• _INSTRUCTIONS TO FOLLOW_
Copy out, word for word, the stretch of the listing below from the line containing "it for potted" through the line containing "(289, 178), (417, 275)", including both of those lines.

• _RECORD EXCERPTS_
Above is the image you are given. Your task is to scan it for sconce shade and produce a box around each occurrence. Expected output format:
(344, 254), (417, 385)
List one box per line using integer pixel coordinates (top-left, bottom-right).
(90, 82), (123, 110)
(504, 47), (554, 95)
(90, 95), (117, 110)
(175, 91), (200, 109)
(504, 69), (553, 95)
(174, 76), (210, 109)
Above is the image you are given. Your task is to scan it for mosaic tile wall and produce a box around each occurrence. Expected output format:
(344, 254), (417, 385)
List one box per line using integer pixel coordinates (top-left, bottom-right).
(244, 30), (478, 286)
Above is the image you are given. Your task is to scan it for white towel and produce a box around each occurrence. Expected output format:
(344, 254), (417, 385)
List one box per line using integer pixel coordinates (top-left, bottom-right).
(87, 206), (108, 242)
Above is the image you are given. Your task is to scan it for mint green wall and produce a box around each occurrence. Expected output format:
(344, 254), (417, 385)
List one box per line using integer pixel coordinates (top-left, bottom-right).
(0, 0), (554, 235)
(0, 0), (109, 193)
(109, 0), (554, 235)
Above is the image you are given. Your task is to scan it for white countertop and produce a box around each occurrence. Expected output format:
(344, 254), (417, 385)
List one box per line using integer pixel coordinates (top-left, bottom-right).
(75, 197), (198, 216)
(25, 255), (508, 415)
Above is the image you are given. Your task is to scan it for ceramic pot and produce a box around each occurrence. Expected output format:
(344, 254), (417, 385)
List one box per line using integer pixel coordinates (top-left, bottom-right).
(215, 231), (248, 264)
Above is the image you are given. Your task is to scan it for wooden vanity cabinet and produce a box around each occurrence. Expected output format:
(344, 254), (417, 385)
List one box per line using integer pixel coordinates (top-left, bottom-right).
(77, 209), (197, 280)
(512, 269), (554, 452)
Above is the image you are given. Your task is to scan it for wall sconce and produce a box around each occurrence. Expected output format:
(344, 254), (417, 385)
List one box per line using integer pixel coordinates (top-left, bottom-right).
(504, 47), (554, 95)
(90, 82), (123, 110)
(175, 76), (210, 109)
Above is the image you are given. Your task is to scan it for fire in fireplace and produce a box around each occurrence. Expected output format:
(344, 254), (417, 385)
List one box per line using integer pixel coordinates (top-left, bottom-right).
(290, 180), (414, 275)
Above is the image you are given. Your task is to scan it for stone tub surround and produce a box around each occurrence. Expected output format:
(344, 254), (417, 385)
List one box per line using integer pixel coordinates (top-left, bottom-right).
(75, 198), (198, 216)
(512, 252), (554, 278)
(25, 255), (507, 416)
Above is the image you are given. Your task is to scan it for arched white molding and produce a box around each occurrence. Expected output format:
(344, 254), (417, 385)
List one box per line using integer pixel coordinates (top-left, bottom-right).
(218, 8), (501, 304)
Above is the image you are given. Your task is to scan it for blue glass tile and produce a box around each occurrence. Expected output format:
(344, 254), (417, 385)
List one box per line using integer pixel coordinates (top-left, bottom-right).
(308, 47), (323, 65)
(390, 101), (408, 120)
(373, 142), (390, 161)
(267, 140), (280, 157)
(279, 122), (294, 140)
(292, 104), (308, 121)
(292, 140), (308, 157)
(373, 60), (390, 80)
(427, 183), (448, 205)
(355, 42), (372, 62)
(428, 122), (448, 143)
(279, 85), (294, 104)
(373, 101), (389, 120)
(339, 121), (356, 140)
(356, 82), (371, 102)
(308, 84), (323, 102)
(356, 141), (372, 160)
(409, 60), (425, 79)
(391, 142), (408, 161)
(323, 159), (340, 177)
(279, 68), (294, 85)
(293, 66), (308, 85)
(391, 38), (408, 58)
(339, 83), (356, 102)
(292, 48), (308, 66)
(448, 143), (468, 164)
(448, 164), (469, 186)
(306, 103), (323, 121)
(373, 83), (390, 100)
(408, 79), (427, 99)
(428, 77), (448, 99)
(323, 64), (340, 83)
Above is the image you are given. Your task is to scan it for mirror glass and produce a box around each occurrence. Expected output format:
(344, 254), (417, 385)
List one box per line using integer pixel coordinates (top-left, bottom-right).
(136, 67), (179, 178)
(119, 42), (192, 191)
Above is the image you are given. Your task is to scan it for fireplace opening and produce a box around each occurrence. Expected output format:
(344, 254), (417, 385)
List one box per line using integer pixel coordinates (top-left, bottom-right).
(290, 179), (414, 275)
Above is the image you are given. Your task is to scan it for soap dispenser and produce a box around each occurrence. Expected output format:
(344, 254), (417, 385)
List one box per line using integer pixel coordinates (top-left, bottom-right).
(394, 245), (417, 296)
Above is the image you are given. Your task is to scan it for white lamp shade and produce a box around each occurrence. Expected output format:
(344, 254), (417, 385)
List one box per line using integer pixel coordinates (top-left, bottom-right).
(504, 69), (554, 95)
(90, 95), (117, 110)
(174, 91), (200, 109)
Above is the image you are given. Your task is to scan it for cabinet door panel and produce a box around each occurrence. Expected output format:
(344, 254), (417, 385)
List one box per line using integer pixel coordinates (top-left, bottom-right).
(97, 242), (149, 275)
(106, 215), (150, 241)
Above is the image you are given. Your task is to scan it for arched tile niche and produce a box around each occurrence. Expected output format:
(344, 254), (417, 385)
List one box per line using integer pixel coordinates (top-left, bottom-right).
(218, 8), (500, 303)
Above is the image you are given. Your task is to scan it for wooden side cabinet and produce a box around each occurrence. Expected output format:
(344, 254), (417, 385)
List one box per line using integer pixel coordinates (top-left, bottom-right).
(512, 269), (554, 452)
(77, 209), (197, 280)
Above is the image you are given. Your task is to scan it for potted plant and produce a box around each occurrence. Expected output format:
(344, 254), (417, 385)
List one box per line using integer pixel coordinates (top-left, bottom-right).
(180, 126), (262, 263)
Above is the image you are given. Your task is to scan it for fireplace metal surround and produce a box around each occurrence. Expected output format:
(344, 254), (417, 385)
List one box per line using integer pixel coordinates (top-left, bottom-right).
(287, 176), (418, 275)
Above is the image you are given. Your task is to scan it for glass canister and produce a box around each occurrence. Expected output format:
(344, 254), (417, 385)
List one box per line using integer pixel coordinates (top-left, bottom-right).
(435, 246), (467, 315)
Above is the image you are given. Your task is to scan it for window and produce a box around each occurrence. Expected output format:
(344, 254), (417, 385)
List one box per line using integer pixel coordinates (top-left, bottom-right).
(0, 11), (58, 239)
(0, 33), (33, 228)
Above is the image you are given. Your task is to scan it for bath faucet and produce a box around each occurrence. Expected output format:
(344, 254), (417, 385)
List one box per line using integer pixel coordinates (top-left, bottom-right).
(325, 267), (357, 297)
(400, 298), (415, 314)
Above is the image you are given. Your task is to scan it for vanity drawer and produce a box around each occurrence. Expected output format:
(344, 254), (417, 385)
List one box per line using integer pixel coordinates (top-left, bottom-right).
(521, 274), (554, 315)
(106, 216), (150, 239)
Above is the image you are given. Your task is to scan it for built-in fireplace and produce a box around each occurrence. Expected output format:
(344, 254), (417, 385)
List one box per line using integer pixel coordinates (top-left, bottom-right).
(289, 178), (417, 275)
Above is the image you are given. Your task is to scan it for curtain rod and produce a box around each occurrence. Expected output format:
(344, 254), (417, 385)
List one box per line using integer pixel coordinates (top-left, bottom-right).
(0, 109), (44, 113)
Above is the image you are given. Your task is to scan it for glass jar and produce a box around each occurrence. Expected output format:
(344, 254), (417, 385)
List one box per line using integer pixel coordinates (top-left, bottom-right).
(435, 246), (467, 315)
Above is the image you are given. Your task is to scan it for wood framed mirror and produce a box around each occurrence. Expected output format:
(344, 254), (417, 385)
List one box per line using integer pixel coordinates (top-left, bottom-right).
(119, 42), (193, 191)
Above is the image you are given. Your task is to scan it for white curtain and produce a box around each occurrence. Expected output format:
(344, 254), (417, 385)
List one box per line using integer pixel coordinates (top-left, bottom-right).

• _SOLUTION FOR THIS PROBLEM_
Above is the image you are given. Your task is to scan it for potted plant and produce a box around each occurrence. Expected output format:
(344, 254), (417, 385)
List one box per line using integer pixel coordinates (top-left, bottom-right).
(180, 126), (262, 263)
Above is the image you are given. Your task is to scan it for fireplace metal surround and produce a box around each occurrence. Expected output format:
(344, 254), (417, 385)
List one box per line using integer pixel coordinates (top-left, bottom-right).
(287, 176), (418, 275)
Above is the image you are given. Your task is to scan it for glass canister and produce a box around each occurrence. Expected output format:
(344, 254), (417, 385)
List one box per line using integer pixel coordinates (top-left, bottom-right).
(435, 246), (467, 315)
Above is the image you are given. Your task is to scan it for window and produce a box around each occurrence. Expected output format:
(344, 254), (417, 385)
List one box per line using integer pixel coordinates (top-left, bottom-right).
(0, 11), (58, 239)
(0, 33), (33, 228)
Above is the image you are given. Your task is to scan it for bath faucet and produce a box around each occurrence. Expected output format:
(344, 254), (417, 385)
List one box per line using integer pixel coordinates (top-left, bottom-right).
(325, 267), (357, 297)
(400, 298), (415, 314)
Above is the image you are given. Your task is to scan it for vanity drawer and produce a box around each occurrence. Expected output format:
(344, 254), (417, 385)
List one box per line using integer pixel coordinates (top-left, bottom-right).
(521, 274), (554, 315)
(106, 216), (150, 239)
Above is the image you are given. Your task is to scan it for built-in fireplace and produce a box around each occurrence. Expected output format:
(344, 254), (417, 385)
List one box per line using integer pixel coordinates (top-left, bottom-right).
(289, 178), (417, 275)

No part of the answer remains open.